TASK INSTRUCTIONS
**1)** Copy the passage from the fitness challenge post below that runs from "In addition to" through "three years ago.", word for word.
**2)** Render this sentence from the fitness challenge post into Spanish: "My track record of challenges is dismal."
**3)** Carry on the reflection about the Core-Barre fitness challenge, starting right after its final sentence.
***** SELECTED EXTRACT
#GetFitChallenge: Reflections

Three months ago, I signed up for a challenge. Specifically an in-person fitness challenge.

My track record of challenges is dismal. I’ve signed up for NUMEROUS challenges online… have I ever completed them? No. Hell, I don’t even think I read the daily emails.

In addition to my challenge record… my fitness level is a joke. I love sports but despise exercising… even though I feel good afterward, I dread dragging myself to the gym – which, I only started about three years ago.

So I’m not 100% sure why I did sign up for the Core-Barre GetFitChallenge, but I did. The challenge provided a diet plan (which I did not follow, mostly for my own reasons – written about here) and at least four classes – either Barre or Pilates –  a week.

A bit of history 

Growing up, I was a tomboy – give me sports, things to take apart and experiment with, Lego to build, trees to climb and bodies of water to swim in. Ballet, modern dance, traditional Indian dancing were NOT for me (and trust me, my mom tried). My little sister is a dancer (modern, traditional Indian dance) and was into all the reality-TV dance shows since their inception. She purchased the Zumba set too – I sat laughing at the videos…

Fast forward 20-something years: A bout of insomnia late last year lead me to stream season 23 of Dancing With the Stars. The show introduced me to dance as a form of exercise (it also introduced me to how gorgeous those professional male (straight!) dancers are!). I was hooked and kept watching, as well as having in depth post-mortems with my “work-mom” (who is obsessed with dance and a latin dancer herself).
**********
***** THE DATA
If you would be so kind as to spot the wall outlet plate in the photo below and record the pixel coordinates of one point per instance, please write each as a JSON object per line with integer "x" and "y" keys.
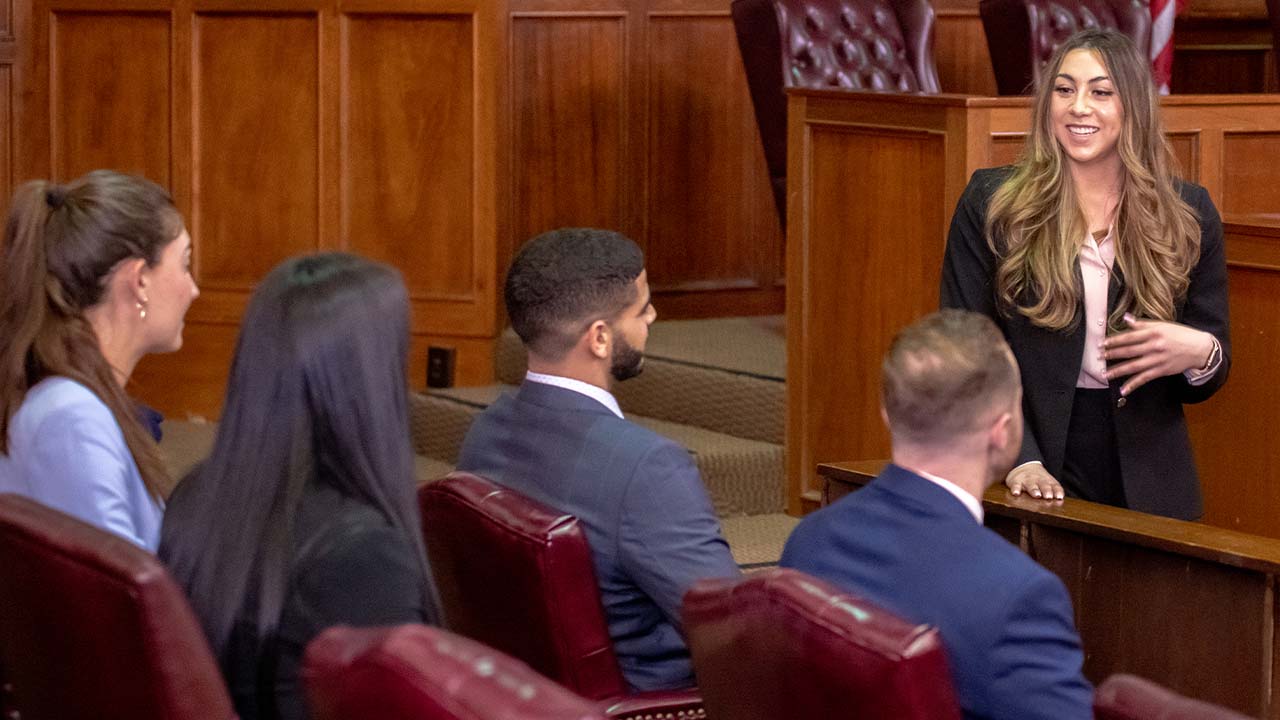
{"x": 439, "y": 365}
**********
ANSWERS BY ITEM NUMBER
**1)**
In addition to my challenge record… my fitness level is a joke. I love sports but despise exercising… even though I feel good afterward, I dread dragging myself to the gym – which, I only started about three years ago.

**2)** Mi historial con los retos es pésimo.

**3)**
Doing something remotely close to “dance” for me is huge. Yet, something clicked in me: I desperately wanted to dance (Argentine Tango is still on the bucket list), be graceful and “elongated”. Knowing I have two left feet, ungracefulness, funky body shape and serious balance issues; I have to take baby steps.

I noticed Instagram posts for Core-Barre and decided I wanted to try at least three Barre classes (which I wrote about here, prior to even thinking about the challenge), improve my balance/ flexibility and definitely be bikini-body ready for summer.

So, I signed up.

The Challenge

At the introductory evening a few days prior to the challenge I was TERRIFIED. Everyone looked amazing already… what did I get myself into to? After measurements, weighing in and “before” photos *cringe* I felt, well crap, but motivated… I was doing something for me. I did not even care about the winning… all I wanted was to prove to myself that I can do something “good” for myself.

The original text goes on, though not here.